--- OBJECTIVE ---
Can you convert only the part of the records that opens with the line containing "Locate wooden bowl" and runs through the last line, both ends included, into a JSON list of strings with one string per line and blank lines omitted?

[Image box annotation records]
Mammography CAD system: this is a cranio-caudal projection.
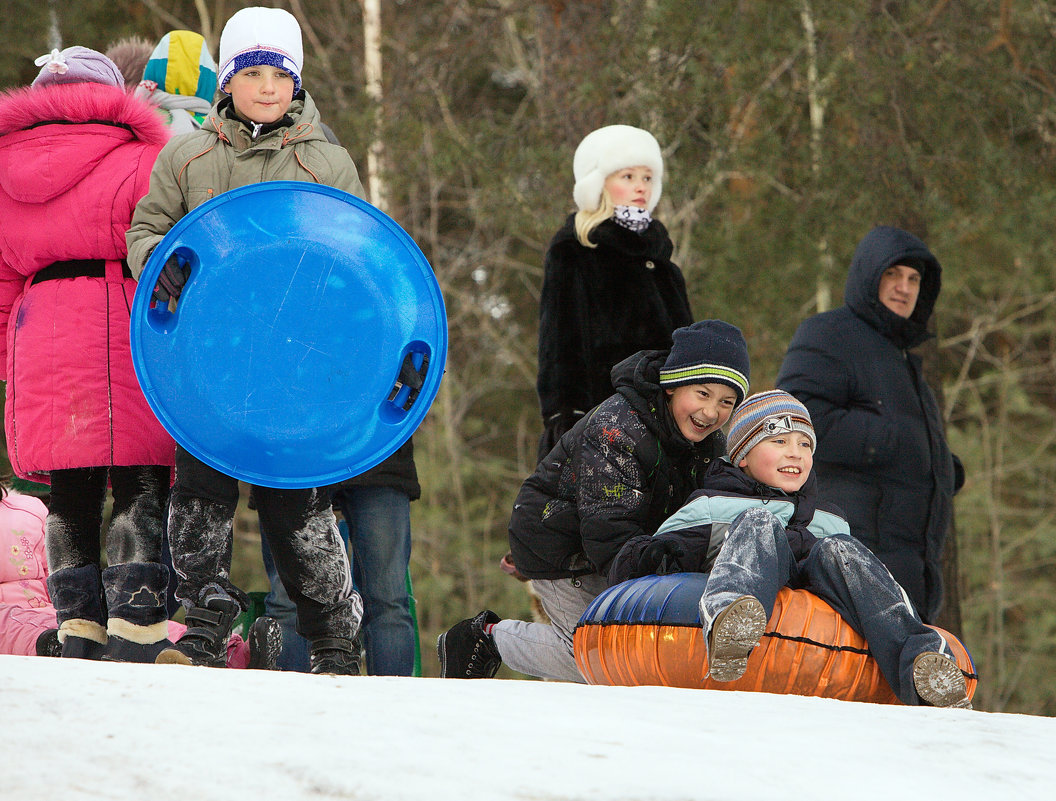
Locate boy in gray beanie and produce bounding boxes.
[610,389,972,708]
[437,320,749,682]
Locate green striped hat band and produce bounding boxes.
[660,362,748,398]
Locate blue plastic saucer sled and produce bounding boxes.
[131,180,448,488]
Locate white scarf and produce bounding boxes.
[612,206,653,233]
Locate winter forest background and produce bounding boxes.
[0,0,1056,716]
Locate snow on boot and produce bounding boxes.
[102,561,172,663]
[155,588,242,667]
[708,595,767,682]
[913,651,972,709]
[310,637,359,675]
[246,616,282,670]
[48,565,107,660]
[58,619,107,660]
[436,609,503,679]
[36,629,62,656]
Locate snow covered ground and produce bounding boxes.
[0,656,1056,801]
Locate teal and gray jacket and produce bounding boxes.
[608,459,850,584]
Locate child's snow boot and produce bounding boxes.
[155,585,242,667]
[102,561,172,663]
[310,637,359,675]
[36,629,62,656]
[48,565,107,660]
[436,609,503,679]
[708,595,767,682]
[913,651,972,709]
[246,616,282,670]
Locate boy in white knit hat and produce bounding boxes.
[127,7,363,674]
[609,389,972,708]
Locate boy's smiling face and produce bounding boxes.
[664,384,737,442]
[225,64,295,125]
[737,431,814,493]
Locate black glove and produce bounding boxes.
[785,526,817,561]
[637,538,685,576]
[151,253,191,303]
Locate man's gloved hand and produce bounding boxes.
[151,253,191,303]
[637,539,685,576]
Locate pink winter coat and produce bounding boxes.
[0,492,52,607]
[0,492,249,668]
[0,83,174,481]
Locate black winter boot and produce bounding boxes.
[913,651,972,709]
[102,561,172,663]
[310,637,359,675]
[246,616,282,670]
[37,629,62,656]
[708,595,767,682]
[48,565,107,660]
[436,609,503,679]
[155,585,242,667]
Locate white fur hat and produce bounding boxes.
[218,5,304,94]
[572,126,663,211]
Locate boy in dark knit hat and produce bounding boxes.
[437,320,749,682]
[610,389,972,708]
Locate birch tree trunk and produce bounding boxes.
[360,0,389,212]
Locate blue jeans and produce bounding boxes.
[261,487,415,675]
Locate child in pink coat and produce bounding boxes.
[0,487,255,668]
[0,47,175,662]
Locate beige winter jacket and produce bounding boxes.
[125,92,363,278]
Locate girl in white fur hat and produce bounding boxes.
[536,126,693,460]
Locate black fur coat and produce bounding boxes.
[536,215,693,457]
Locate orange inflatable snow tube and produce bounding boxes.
[573,573,978,704]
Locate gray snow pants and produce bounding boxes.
[168,445,363,640]
[700,508,953,706]
[491,573,608,684]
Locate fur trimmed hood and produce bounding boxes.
[0,83,170,203]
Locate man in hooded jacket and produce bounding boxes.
[777,226,964,622]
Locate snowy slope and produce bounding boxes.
[0,656,1056,801]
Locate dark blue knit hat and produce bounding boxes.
[660,320,749,404]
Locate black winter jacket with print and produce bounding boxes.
[509,350,725,579]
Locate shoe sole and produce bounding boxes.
[708,595,767,682]
[913,653,972,709]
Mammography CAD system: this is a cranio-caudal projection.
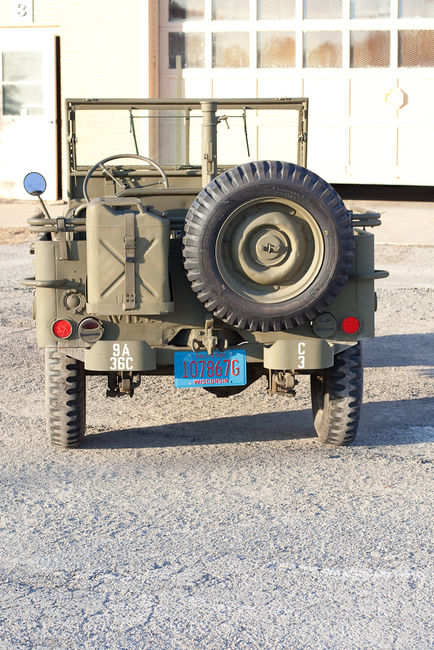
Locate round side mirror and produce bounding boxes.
[23,172,47,196]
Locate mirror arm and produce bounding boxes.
[38,196,51,219]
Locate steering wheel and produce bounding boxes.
[83,153,169,203]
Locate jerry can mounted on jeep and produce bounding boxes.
[23,99,388,447]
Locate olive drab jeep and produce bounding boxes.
[24,99,387,447]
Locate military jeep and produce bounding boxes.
[24,99,387,447]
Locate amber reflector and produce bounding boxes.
[53,320,72,339]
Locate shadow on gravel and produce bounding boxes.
[363,334,434,374]
[82,398,434,449]
[82,408,316,449]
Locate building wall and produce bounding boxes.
[0,0,149,199]
[160,0,434,185]
[0,0,434,198]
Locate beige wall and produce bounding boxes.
[0,0,149,97]
[0,0,149,199]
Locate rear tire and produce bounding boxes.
[45,348,86,449]
[311,343,363,446]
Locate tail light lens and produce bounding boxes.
[53,319,72,339]
[341,316,360,334]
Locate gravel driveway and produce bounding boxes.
[0,239,434,650]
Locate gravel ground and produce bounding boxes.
[0,240,434,650]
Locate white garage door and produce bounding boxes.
[159,0,434,185]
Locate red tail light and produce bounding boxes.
[341,316,360,334]
[53,320,72,339]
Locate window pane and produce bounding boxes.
[303,0,342,18]
[212,0,249,20]
[169,0,204,20]
[2,51,42,81]
[398,29,434,68]
[258,0,295,20]
[258,32,295,68]
[169,32,205,68]
[398,0,434,18]
[3,84,43,115]
[212,32,249,68]
[351,31,390,68]
[303,32,342,68]
[350,0,390,18]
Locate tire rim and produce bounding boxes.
[215,198,324,304]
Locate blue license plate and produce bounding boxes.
[175,350,247,388]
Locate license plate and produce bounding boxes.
[175,350,246,388]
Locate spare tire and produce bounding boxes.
[183,161,354,331]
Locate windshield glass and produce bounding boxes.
[68,100,307,171]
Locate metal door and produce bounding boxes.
[0,29,58,199]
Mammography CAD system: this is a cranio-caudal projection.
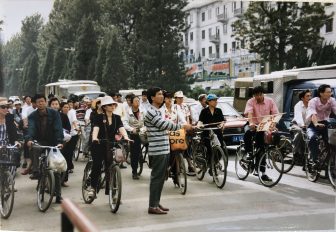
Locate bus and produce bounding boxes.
[45,80,106,100]
[233,64,336,125]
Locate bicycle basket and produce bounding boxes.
[328,129,336,145]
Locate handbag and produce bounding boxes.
[169,129,188,151]
[104,114,125,163]
[48,148,67,172]
[169,106,188,151]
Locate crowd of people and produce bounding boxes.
[0,85,336,214]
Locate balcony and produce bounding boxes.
[209,34,220,44]
[217,13,229,23]
[233,8,243,17]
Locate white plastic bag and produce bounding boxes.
[63,129,71,143]
[48,148,68,172]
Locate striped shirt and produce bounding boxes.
[145,105,182,155]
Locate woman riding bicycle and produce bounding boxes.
[0,100,20,154]
[88,96,129,198]
[197,94,225,175]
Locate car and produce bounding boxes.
[188,99,246,150]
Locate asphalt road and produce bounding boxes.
[0,156,336,232]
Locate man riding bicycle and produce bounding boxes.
[307,84,336,167]
[197,94,225,175]
[244,86,279,181]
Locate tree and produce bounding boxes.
[102,31,128,92]
[232,2,332,71]
[73,16,97,80]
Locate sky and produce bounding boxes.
[0,0,54,42]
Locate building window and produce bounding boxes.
[223,24,227,34]
[208,9,212,20]
[232,41,236,51]
[240,40,245,49]
[326,18,334,33]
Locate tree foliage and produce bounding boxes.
[232,2,332,71]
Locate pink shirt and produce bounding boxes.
[307,97,336,121]
[244,97,279,124]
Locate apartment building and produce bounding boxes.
[183,0,336,78]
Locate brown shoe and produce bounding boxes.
[159,204,169,212]
[148,207,167,214]
[62,182,69,187]
[21,168,30,175]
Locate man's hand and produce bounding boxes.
[27,141,33,148]
[57,143,63,149]
[249,123,256,131]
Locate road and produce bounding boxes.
[0,156,336,232]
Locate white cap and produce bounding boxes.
[14,101,22,105]
[174,91,184,97]
[100,96,118,106]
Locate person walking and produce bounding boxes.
[145,87,192,215]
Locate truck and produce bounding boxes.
[45,79,106,100]
[233,64,336,126]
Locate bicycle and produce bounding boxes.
[33,142,59,212]
[166,152,187,195]
[82,139,126,213]
[304,125,336,188]
[73,121,85,161]
[0,145,18,219]
[191,127,228,188]
[235,131,284,187]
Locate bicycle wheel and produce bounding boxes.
[109,165,122,213]
[258,148,284,187]
[175,154,187,195]
[137,152,144,176]
[211,146,228,188]
[0,170,15,219]
[37,170,55,212]
[235,145,250,180]
[192,144,207,180]
[328,150,336,189]
[82,161,94,204]
[279,138,295,173]
[74,135,82,161]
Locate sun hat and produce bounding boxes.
[174,91,184,97]
[100,96,118,106]
[14,101,22,105]
[207,93,218,101]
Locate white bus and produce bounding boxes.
[45,80,106,99]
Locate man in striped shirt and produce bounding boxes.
[145,87,192,214]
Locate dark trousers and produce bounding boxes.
[244,125,266,172]
[130,134,142,175]
[149,154,169,207]
[91,143,110,194]
[307,121,328,162]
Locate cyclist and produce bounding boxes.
[291,89,312,166]
[244,86,279,181]
[307,84,336,167]
[88,96,129,198]
[197,94,226,176]
[25,94,63,204]
[123,95,145,180]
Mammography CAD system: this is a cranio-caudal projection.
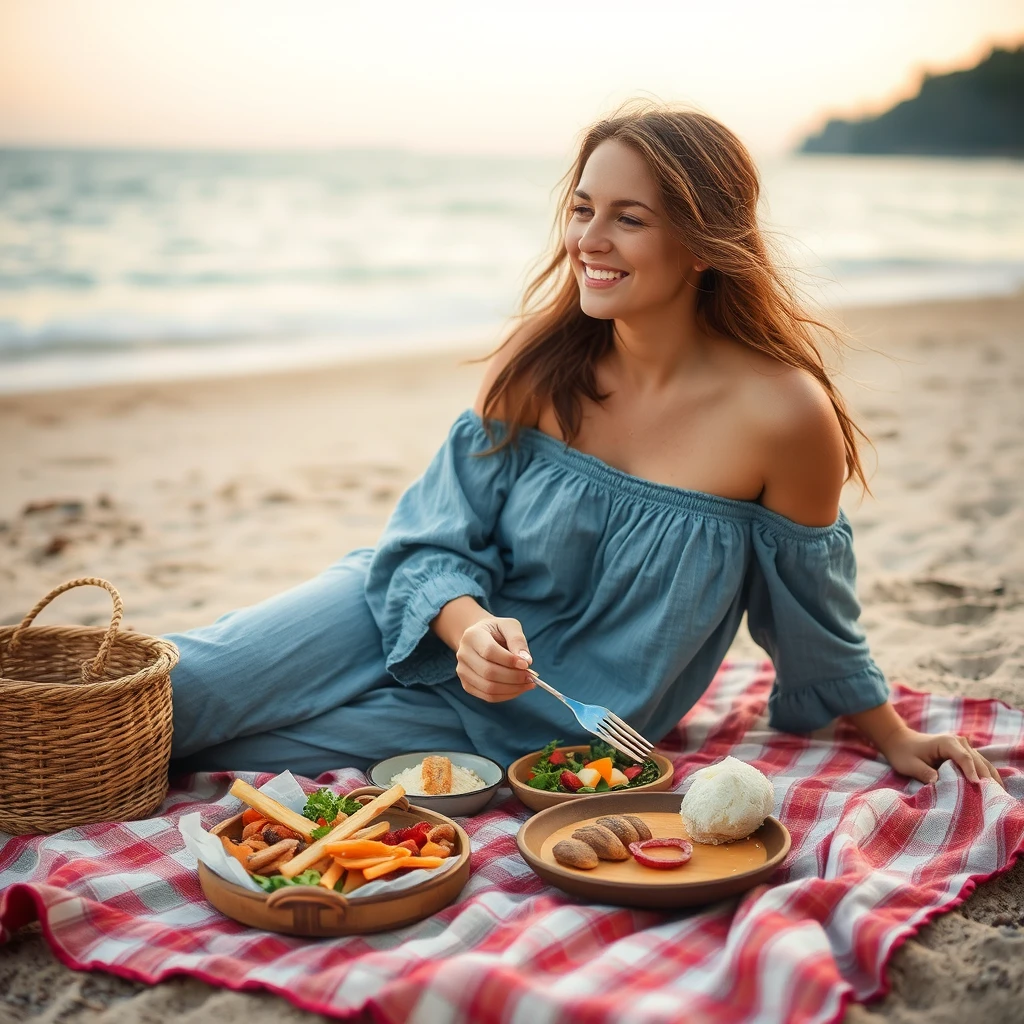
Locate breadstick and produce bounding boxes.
[228,778,316,843]
[281,785,406,879]
[420,754,452,796]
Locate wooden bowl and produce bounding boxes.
[516,791,790,910]
[506,745,682,811]
[199,786,470,938]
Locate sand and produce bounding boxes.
[0,294,1024,1024]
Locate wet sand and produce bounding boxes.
[0,295,1024,1024]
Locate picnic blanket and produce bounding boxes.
[0,662,1024,1024]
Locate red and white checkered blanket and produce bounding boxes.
[0,663,1024,1024]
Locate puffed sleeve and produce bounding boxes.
[746,509,889,732]
[366,410,522,685]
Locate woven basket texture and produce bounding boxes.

--- RESULT BELOW ---
[
  "Locate wooden bowl and produce bounding boxes.",
  "[516,791,790,910]",
  "[506,745,682,811]",
  "[199,786,470,938]",
  "Locate sand and produce bounding boxes.",
  "[0,294,1024,1024]",
  "Locate wet sand and produce bounding boxes.",
  "[0,295,1024,1024]",
  "Locate picnic blanket and produce bounding boxes.",
  "[0,662,1024,1024]",
  "Locate red and white checkered blanket and produce bounding boxes.",
  "[0,663,1024,1024]",
  "Locate puffed sleeve and produce bounding boxes.",
  "[746,509,889,732]",
  "[366,410,522,685]",
  "Locate woven basket texture and produce bounding boxes."
]